[BEGIN Records to use]
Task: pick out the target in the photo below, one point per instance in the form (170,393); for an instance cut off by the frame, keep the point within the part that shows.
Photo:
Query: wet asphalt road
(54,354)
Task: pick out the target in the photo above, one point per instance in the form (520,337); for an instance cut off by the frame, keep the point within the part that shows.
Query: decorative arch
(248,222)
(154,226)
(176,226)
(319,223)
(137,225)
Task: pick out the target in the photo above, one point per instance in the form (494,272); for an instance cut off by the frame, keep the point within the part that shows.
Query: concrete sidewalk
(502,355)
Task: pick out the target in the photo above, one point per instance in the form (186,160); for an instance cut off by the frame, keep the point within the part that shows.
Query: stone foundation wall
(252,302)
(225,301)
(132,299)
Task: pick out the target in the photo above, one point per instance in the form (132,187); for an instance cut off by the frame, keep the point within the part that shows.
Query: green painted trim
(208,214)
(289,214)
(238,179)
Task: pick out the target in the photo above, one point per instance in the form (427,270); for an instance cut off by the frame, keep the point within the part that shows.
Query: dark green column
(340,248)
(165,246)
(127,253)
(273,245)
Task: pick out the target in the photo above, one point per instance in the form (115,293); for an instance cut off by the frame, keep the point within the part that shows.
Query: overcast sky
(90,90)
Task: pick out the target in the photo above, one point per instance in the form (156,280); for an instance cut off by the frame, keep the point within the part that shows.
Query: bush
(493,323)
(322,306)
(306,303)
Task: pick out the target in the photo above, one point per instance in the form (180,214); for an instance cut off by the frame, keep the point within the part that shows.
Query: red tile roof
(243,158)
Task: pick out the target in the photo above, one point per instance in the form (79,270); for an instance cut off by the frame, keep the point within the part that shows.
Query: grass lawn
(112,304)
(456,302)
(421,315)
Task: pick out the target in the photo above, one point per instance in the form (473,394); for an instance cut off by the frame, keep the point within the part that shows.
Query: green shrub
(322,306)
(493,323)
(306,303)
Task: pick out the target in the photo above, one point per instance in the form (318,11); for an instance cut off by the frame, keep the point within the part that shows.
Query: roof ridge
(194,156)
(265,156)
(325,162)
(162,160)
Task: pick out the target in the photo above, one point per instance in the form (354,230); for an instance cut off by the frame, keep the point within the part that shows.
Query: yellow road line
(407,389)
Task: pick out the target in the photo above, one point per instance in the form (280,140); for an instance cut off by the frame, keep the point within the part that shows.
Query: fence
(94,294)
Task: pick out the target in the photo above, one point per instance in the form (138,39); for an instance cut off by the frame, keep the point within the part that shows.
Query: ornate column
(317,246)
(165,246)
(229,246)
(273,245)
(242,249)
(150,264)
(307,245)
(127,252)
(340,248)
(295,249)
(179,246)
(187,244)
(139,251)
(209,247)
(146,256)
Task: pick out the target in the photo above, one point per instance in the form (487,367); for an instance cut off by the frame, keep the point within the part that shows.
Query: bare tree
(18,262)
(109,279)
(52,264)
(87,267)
[END Records to use]
Nothing should be left out: return all of the records exactly.

> **The completed task**:
Task: pick out the target in the photo below, one point per instance in the form (170,393); for an instance cut off by the frame, keep the point within the part that shows.
Photo:
Query: wet asphalt road
(54,354)
Task: pick out the target in the photo above, one point per instance in the form (520,337); for an instance cut off by the frame, keep the point within the part that shows.
Query: decorative arch
(248,222)
(154,226)
(176,226)
(319,223)
(137,225)
Task: pick out the target in the photo above, one point per instance in the form (494,272); for an instance cut off by the frame, keep the point within the part that shows.
Query: concrete sidewalk
(502,355)
Task: pick out the target in the photo above, one point per instance in the form (186,160); for an instance cut off by the frame, keep the point within the part that shows.
Query: stone foundation wall
(252,302)
(225,301)
(132,299)
Task: pick out the target in the photo above, one point per instance in the form (132,187); for an instance cut off by the frame, keep the point within the part that shows.
Query: green painted trim
(208,214)
(289,214)
(238,179)
Task: pick out the target in the photo above, one point per instance in the form (427,270); for an instance cut off by the frame, keep the point within the part that shows.
Query: dark green column
(340,248)
(165,246)
(127,253)
(273,245)
Task: pick out the target in the photo above, one point per instance in the form (115,293); for an instance cut off by the frame, keep the point within the part that shows.
Query: overcast sky
(90,90)
Task: pick out the target in the photo above, one point per instance in the form (156,280); for an instance cut off by the frame, keep the point within the part that shows.
Query: bush
(493,323)
(322,306)
(306,303)
Task: pick out the target in the photo above, one point per instance in the form (180,214); for an instance cut off by the frame, keep the point within the part that shows.
Query: red tile roof
(243,158)
Task: pick out the target in the photo above, one point per instance in the form (79,270); for an instance cut off by the frame, keep the point within the part that shows.
Query: grass lawn
(112,304)
(456,302)
(421,315)
Task: pick out the target in the photo above, one point per instance in the form (473,394); for an instance cut off by the frame, keep the point within the part that shows.
Query: green shrub
(322,306)
(493,323)
(306,303)
Task: pick out the target in the photo above, one point per instance in the form (318,11); for an instance cut off by the frame, keep the point within the part that shows.
Query: roof ridge
(194,156)
(265,156)
(325,162)
(162,160)
Task: pick out the target in the photo above, one point per instance in the form (354,230); for an instance cut off by the frame, keep the point within the part that shows.
Query: yellow road line
(407,389)
Task: pick out the target in the photo above, one point per instance in the form (280,140); for an instance cut off by the frame, keep the point within the part that shows.
Query: fence
(94,294)
Task: pick out the target in the photo above, one point per instance in the form (138,39); for an instance cut off by the frame, keep the point within the part that shows.
Query: ornate column
(317,246)
(165,246)
(229,246)
(273,245)
(242,249)
(150,264)
(307,245)
(127,252)
(340,248)
(295,249)
(179,246)
(187,244)
(139,251)
(209,247)
(146,256)
Task: pick out the target in the photo above, one point per instance in the form (487,367); for an instance cut off by the frame, keep the point within the part that shows.
Query: bare tree
(18,262)
(109,279)
(52,264)
(87,267)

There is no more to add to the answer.